### EXTRACT
▽

19.216 collaboration

From: Humanist Discussion Group (by way of Willard McCarty willard.mccarty_at_kcl.ac.uk>
Date: Fri, 19 Aug 2005 07:02:18 +0100

               Humanist Discussion Group, Vol. 19, No. 216.
       Centre for Computing in the Humanities, King's College London
                   www.kcl.ac.uk/humanities/cch/humanist/
                        www.princeton.edu/humanist/
                     Submit to: humanist_at_princeton.edu

   [1] From: Lynda Williams <lynda_at_okalrel.org> (25)
         Subject: Re: 19.215 how far collaboration?

   [2] From: lachance_at_origin.chass.utoronto.ca (Francois (26)
                 Lachance)
         Subject: Re: 19.215 how far collaboration?

--[1]------------------------------------------------------------------
         Date: Fri, 19 Aug 2005 06:56:01 +0100
         From: Lynda Williams <lynda_at_okalrel.org>
         Subject: Re: 19.215 how far collaboration?

Humanist Discussion Group (by way of Willard McCarty
<willard.mccarty_at_kcl.ac.uk>) wrote:

>Being to some degree care-less I've used Humanist for some time (as I
>suspect others have too) openly to aid not just my research but also
>the writing, trying out many half-formed ideas in order to engage the
>help of others in improving them. At times it's seemed almost like
>collaborative thinking and writing. But how promising is this
>practice? Why aren't more people doing it? Are there perils I have
>not spotted?
>Comments?

△

### PROBLEM TO WORK ON
Give a two-sentence summary of the digest.

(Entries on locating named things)
▽

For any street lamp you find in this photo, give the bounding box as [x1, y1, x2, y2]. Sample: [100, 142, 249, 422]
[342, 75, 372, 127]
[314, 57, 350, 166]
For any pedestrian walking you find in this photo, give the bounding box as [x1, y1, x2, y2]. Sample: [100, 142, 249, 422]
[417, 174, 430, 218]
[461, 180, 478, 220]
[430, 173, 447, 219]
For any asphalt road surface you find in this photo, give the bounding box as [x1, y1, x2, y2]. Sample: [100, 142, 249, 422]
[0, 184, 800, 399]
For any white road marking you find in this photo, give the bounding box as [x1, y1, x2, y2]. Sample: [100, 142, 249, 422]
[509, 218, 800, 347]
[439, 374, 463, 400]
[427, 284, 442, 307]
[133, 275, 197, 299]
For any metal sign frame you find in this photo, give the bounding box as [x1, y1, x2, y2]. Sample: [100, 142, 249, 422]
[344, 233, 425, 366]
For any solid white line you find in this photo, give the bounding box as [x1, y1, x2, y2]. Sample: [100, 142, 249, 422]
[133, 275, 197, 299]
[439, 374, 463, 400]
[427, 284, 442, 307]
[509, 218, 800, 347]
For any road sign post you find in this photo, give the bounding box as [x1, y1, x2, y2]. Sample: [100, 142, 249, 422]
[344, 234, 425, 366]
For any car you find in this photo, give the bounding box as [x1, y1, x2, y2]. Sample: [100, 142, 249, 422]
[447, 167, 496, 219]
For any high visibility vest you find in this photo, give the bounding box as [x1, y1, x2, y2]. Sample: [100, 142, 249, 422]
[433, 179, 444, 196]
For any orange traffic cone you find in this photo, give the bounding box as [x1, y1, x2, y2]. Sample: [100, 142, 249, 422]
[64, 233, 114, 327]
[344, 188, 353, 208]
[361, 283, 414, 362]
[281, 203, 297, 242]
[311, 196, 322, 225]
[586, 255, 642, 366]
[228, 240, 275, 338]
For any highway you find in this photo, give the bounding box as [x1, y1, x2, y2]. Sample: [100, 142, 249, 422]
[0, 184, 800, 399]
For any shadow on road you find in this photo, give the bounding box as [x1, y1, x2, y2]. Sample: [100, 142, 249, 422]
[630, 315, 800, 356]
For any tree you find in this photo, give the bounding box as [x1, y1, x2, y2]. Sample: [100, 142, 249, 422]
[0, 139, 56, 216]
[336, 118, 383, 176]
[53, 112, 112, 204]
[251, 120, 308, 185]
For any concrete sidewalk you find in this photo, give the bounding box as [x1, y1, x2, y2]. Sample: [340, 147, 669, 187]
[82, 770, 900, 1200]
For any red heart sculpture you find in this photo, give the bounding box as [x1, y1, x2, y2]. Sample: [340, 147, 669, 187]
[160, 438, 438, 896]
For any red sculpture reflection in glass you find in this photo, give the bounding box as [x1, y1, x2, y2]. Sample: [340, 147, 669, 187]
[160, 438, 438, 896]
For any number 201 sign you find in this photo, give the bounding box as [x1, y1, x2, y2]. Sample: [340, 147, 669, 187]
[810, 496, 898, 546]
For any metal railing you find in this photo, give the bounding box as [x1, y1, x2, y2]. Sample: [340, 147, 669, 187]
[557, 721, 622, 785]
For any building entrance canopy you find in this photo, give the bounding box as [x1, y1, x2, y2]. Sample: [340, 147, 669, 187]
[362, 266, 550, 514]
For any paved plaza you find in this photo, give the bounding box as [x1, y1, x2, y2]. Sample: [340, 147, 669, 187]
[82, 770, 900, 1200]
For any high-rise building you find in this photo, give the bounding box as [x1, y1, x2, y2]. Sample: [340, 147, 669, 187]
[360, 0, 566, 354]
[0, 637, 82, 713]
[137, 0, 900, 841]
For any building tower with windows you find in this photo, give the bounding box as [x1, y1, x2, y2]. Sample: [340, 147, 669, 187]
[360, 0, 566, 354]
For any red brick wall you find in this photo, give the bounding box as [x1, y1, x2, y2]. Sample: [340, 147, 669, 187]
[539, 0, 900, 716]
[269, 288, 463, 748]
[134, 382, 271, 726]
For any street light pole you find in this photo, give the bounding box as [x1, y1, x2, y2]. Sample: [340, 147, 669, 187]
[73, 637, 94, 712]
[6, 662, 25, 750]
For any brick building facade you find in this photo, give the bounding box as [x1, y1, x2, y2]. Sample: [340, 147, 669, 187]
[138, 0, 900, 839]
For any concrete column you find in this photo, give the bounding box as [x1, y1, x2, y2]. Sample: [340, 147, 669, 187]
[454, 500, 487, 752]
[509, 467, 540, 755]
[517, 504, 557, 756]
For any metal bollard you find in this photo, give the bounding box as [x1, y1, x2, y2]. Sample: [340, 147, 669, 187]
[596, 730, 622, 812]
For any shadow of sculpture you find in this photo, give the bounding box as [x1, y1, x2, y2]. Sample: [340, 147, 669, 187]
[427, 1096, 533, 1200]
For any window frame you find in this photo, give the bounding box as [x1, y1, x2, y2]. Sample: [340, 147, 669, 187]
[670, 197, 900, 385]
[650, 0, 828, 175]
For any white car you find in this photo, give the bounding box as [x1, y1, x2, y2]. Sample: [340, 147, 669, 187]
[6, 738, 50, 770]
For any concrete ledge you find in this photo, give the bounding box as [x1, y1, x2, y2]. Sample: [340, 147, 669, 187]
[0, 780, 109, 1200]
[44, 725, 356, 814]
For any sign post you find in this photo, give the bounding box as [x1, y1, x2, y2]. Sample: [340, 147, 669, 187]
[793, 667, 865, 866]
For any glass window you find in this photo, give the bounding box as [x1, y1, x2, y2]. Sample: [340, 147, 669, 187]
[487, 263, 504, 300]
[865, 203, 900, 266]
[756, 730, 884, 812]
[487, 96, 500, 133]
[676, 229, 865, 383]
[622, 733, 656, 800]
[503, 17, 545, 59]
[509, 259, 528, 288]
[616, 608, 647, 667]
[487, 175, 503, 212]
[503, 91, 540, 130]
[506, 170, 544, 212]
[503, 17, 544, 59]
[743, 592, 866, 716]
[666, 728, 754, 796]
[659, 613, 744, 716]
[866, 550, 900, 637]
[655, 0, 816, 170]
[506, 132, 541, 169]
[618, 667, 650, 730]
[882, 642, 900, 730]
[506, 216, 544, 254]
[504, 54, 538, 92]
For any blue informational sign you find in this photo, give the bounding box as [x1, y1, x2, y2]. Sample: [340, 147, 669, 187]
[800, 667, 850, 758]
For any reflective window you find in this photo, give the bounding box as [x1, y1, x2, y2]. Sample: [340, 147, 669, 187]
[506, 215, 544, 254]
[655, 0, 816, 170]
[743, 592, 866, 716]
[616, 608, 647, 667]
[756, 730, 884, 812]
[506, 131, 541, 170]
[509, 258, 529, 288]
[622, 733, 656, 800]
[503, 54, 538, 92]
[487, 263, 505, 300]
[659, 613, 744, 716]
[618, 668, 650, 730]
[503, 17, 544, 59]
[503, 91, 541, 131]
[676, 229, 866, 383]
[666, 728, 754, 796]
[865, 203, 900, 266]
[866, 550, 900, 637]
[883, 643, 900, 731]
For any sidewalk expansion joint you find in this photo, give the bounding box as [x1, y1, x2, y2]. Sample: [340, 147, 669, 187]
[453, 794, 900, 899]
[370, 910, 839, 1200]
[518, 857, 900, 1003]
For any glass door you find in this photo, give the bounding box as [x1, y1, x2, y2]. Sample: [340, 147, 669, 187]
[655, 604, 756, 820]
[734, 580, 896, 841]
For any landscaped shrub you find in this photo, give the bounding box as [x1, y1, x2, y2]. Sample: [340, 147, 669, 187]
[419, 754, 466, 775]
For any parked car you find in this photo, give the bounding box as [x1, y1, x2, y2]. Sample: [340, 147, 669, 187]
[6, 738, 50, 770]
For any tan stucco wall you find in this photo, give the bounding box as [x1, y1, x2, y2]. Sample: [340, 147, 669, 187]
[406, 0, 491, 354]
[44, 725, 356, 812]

△

### FINAL RESULT
This Humanist Discussion Group digest (Vol. 19, No. 216) lists two replies, from Lynda Williams and Francois Lachance, both under the subject "Re: 19.215 how far collaboration?". The first reply quotes a post whose writer describes openly using Humanist to try out half-formed ideas so that others can help improve them, then asks how promising this practice is, why more people aren't doing it, and what perils it might hold.